__Required task 1__
Extract every line of the records that contains the word "flag". Case counts.

__Page excerpt__

MARNI BERGER interviews LINDSAY WONG

wong headshot

Lindsay Wong’s debut memoir The Woo-Woo: How I Survived Ice Hockey, Drug Raids, Demons, and My Crazy Chinese Family (Arsenal Pulp Press, 2018) was shortlisted for the Hilary Weston Writers’ Trust Prize for Nonfiction, selected for the 2019 edition of Canada Reads (where it was defended by fashion personality Joe Zee), longlisted for the Leacock Medal for humor, and awarded the Hubert Evans Nonfiction Prize. Wong holds a BFA in creative writing from the University of British Columbia and an MFA in literary nonfiction from Columbia University. Her short stories and nonfiction have appeared in Apogee Journal, No Tokens, Ricepaper, and The Fiddlehead, and she has earned residencies from The Studios of Key West, Caldera Arts, and the Historic Joy Kogawa House, to name a few.

__Required task 2__
Decide whether each statement agrees with the Lindsay Wong bio, answering yes or no and quoting the words that settle it: (a) The memoir received the Hubert Evans Nonfiction Prize. (b) Wong earned her MFA at the University of British Columbia. (c) The memoir was shortlisted for the Leacock Medal.

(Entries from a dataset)
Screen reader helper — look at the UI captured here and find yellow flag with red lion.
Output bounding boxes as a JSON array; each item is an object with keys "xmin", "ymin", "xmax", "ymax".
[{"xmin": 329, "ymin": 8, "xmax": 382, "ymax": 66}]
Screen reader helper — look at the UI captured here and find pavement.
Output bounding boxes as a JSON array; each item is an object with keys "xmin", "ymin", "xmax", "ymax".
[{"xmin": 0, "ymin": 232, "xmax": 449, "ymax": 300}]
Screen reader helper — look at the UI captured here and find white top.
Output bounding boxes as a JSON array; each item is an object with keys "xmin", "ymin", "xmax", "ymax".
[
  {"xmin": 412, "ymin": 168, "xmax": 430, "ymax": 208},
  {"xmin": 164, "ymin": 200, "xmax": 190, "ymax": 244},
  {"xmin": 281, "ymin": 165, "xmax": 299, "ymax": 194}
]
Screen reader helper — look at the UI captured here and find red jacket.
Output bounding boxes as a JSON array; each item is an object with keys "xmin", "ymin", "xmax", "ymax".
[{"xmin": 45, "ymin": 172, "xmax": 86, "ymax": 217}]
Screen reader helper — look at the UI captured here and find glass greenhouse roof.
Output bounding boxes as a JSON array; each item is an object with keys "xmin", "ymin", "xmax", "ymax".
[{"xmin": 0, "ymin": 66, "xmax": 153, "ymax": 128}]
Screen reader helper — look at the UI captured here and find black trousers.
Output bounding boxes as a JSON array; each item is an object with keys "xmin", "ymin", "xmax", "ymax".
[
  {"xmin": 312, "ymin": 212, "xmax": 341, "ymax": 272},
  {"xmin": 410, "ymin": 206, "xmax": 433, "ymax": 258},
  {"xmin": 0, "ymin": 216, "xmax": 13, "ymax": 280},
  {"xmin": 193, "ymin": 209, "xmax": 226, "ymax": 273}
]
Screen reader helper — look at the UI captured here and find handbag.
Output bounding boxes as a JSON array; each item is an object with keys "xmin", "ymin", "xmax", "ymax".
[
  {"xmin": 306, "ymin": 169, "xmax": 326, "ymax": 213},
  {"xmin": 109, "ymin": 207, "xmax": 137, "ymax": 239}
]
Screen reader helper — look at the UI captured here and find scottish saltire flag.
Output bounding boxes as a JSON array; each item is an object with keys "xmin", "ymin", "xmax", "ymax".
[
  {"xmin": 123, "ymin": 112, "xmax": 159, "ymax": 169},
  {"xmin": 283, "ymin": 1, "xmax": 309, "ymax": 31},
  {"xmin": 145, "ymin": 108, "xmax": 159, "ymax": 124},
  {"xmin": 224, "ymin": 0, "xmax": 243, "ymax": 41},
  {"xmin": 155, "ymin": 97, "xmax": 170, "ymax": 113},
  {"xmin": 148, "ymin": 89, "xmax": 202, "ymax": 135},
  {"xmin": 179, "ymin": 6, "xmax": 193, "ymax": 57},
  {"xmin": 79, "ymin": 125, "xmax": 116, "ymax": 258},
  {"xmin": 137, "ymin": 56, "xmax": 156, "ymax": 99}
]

__Task answer 1__
Screen reader helper — look at the UI captured here and find yellow flag with red lion.
Screen reader helper — look at the UI captured here and find scottish saltire flag.

__Task answer 2__
(a) Yes: "awarded the Hubert Evans Nonfiction Prize"
(b) No: "an MFA in literary nonfiction from Columbia University"
(c) No: "longlisted for the Leacock Medal for humor"